- **Passage given**:
|This article is work in progess. The author is working on it and it is not yet ready for review.|
Calibration describes the statistical consistency between a probabilistic forecast and the observed values . One can distinguish different forms of calibration, most importantly probabilistic calibration, marginal calibration and exceedance calibration. Among these, probabilistic calibration is by far the most used.
Probabilistic calibration refers to the propensity of a forecaster's forecasts to occur at the approximate frequency of their prediction. For example, a forecaster who forecasts 10 events at 40% each and 4 of those events ultimately occur exhibits good calibration. If 3 or 5 of these events occur, the forecaster may still be exhibiting reasonable calibration and merely have been slightly unlucky. Greater deviations indicate that the forecaster is less calibrated. Accurately judging a forecaster's calibration requires the resolution of many forecasts across the spectrum of probabilities.

- **Direction 1**:
Pull out every line of the records that contains the word "shelf", treating uppercase and lowercase as different.
The calibration passage above and the records below are unrelated pieces of material.

- **Supplied records**:
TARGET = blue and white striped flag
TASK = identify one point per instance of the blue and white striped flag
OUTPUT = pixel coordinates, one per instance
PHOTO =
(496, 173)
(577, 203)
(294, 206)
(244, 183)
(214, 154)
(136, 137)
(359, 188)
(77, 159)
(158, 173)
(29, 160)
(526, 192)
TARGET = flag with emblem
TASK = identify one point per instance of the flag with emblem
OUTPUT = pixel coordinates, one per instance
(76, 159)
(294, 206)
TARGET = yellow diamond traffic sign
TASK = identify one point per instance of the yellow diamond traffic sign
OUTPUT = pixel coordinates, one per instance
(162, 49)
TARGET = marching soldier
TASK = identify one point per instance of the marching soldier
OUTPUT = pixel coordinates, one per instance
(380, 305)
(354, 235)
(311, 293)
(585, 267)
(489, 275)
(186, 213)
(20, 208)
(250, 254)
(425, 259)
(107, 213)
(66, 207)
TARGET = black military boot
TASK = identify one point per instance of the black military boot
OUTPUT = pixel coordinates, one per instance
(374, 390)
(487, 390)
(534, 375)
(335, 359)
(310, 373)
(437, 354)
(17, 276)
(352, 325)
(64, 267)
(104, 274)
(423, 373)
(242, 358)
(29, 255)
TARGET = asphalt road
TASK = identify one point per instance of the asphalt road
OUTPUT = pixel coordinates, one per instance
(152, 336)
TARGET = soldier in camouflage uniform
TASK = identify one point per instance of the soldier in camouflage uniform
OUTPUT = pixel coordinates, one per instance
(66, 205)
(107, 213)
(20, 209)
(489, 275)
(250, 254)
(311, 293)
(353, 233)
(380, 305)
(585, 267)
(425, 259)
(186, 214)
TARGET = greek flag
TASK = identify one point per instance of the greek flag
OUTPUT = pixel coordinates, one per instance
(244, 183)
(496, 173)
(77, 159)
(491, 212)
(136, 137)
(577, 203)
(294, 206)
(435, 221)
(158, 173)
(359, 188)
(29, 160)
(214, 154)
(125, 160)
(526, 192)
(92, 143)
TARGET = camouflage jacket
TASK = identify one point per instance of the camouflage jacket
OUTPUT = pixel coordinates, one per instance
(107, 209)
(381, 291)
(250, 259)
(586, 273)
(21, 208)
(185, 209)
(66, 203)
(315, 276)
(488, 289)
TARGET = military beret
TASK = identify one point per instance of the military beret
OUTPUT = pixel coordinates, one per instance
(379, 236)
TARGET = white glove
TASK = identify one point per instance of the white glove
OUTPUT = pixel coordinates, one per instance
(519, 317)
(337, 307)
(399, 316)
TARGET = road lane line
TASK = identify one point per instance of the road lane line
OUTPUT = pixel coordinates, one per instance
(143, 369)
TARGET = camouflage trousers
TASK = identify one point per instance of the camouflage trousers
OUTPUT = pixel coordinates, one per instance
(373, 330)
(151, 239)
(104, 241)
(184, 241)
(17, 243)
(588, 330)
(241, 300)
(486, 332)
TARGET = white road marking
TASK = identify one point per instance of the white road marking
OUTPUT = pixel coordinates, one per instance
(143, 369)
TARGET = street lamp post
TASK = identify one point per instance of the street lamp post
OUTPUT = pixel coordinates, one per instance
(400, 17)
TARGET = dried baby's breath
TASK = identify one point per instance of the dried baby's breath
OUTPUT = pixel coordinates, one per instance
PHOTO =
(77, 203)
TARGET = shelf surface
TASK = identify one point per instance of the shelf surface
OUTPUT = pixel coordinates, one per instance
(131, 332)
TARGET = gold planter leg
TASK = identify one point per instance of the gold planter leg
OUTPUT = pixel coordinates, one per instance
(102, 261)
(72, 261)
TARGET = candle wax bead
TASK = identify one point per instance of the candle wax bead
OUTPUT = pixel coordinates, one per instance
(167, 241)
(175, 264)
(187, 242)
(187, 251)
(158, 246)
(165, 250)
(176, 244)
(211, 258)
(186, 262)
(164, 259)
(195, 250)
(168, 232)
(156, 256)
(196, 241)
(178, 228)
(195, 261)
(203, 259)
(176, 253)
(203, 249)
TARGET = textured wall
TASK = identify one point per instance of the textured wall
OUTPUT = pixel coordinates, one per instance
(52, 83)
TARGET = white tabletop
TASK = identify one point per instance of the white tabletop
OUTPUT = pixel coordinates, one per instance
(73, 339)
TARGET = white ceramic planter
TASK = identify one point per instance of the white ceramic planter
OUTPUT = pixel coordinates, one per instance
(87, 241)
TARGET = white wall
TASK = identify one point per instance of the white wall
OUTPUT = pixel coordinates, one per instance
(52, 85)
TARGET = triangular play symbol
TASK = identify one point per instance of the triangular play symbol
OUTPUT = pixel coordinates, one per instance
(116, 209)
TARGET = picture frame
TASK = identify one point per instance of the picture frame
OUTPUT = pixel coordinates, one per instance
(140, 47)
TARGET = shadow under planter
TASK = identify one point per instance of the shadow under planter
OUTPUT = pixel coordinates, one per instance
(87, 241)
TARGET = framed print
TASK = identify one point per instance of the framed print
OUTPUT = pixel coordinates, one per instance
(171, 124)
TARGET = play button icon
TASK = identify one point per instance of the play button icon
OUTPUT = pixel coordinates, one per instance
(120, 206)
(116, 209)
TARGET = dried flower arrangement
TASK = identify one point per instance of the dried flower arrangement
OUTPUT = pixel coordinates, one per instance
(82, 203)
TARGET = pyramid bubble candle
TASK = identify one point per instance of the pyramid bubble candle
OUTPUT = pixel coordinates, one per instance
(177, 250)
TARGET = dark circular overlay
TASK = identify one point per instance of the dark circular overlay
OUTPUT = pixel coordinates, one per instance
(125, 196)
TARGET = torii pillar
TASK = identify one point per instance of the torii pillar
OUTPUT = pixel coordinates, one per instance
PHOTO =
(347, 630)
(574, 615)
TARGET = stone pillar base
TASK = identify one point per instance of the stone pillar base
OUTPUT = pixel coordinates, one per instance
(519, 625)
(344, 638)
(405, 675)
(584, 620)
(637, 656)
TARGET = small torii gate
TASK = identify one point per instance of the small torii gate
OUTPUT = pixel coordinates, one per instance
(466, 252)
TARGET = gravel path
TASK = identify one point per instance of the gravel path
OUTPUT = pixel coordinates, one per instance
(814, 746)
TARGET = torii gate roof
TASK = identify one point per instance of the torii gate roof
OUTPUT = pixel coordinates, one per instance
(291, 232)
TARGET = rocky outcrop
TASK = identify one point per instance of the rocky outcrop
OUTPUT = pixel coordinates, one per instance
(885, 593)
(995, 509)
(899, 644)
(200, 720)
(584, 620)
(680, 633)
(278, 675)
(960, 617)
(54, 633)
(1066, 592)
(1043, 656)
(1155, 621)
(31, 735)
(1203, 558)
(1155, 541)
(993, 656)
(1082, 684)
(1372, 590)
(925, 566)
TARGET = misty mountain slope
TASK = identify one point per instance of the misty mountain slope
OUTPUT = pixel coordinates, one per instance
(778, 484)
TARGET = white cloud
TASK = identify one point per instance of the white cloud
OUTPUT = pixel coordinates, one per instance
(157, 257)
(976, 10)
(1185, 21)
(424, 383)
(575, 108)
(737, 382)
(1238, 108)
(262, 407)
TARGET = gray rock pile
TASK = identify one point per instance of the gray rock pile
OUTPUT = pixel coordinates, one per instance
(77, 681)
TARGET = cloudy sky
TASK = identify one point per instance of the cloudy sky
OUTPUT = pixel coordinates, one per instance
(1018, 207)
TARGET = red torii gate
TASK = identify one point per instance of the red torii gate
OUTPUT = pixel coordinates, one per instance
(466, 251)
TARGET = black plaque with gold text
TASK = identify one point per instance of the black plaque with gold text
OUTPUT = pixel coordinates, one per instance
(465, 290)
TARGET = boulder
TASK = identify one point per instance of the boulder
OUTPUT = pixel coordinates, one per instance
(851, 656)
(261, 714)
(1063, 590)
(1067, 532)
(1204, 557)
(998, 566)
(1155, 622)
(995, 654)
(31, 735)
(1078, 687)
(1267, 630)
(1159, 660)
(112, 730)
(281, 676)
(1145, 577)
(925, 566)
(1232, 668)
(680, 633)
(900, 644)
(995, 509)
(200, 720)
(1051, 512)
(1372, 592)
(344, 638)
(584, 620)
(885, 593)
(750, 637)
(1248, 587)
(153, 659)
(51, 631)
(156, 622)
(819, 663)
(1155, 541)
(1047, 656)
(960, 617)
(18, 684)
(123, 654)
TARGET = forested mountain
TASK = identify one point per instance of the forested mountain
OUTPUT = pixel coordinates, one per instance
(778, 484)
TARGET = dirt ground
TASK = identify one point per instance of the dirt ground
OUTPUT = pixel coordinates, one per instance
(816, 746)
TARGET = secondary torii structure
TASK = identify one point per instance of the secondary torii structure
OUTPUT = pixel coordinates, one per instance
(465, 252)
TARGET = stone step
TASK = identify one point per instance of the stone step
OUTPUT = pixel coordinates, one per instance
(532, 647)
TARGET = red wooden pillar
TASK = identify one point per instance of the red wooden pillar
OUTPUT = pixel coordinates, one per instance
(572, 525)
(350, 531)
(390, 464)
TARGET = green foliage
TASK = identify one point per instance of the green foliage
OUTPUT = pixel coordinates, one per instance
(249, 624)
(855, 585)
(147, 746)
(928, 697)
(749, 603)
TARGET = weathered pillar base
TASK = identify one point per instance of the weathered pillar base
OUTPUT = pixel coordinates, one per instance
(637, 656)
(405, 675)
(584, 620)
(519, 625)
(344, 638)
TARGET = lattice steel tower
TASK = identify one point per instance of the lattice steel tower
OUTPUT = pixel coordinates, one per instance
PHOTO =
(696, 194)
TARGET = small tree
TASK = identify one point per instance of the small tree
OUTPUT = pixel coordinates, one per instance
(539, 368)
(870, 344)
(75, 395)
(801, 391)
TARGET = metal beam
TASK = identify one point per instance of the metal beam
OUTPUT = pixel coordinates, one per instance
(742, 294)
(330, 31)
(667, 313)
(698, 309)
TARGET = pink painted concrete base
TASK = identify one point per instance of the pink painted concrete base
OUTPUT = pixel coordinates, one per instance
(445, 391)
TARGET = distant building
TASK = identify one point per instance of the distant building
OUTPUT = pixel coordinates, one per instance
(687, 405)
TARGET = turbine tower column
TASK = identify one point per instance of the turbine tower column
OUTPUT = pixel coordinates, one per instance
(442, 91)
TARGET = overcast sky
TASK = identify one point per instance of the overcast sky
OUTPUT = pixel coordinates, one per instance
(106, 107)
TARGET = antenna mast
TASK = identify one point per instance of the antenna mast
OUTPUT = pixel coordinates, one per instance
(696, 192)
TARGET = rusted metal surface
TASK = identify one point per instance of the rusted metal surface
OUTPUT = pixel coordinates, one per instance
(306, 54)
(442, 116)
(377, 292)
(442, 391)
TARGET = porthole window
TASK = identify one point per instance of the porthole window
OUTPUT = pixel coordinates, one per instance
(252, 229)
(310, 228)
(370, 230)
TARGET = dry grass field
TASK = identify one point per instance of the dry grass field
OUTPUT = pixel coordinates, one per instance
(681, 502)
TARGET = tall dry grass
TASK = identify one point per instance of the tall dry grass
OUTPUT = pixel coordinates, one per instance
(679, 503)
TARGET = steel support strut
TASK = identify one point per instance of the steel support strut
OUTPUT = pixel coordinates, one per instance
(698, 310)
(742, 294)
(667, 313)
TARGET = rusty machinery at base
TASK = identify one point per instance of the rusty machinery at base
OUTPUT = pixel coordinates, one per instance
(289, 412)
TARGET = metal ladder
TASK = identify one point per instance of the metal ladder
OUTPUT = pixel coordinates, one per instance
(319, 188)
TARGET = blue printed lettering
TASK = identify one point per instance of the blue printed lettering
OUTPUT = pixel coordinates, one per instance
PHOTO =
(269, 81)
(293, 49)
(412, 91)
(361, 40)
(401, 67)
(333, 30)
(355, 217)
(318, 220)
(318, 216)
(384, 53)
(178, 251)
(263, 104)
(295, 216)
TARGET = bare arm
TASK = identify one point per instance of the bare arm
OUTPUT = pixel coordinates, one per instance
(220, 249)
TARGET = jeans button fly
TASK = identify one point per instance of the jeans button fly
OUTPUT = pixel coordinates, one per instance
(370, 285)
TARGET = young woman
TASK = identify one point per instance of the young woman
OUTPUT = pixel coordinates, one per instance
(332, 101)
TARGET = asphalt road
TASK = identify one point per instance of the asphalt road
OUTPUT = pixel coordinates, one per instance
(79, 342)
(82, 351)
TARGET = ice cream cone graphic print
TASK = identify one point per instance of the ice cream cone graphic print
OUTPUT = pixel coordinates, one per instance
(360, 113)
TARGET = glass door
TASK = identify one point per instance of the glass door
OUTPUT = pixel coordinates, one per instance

- **Direction 2**:
Please quote the calibration passage word for word from "Probabilistic calibration refers" to "spectrum of probabilities.".

- **Written response 1**:
TARGET = shelf surface
TASK = identify one point per instance of the shelf surface

- **Written response 2**:
Probabilistic calibration refers to the propensity of a forecaster's forecasts to occur at the approximate frequency of their prediction. For example, a forecaster who forecasts 10 events at 40% each and 4 of those events ultimately occur exhibits good calibration. If 3 or 5 of these events occur, the forecaster may still be exhibiting reasonable calibration and merely have been slightly unlucky. Greater deviations indicate that the forecaster is less calibrated. Accurately judging a forecaster's calibration requires the resolution of many forecasts across the spectrum of probabilities.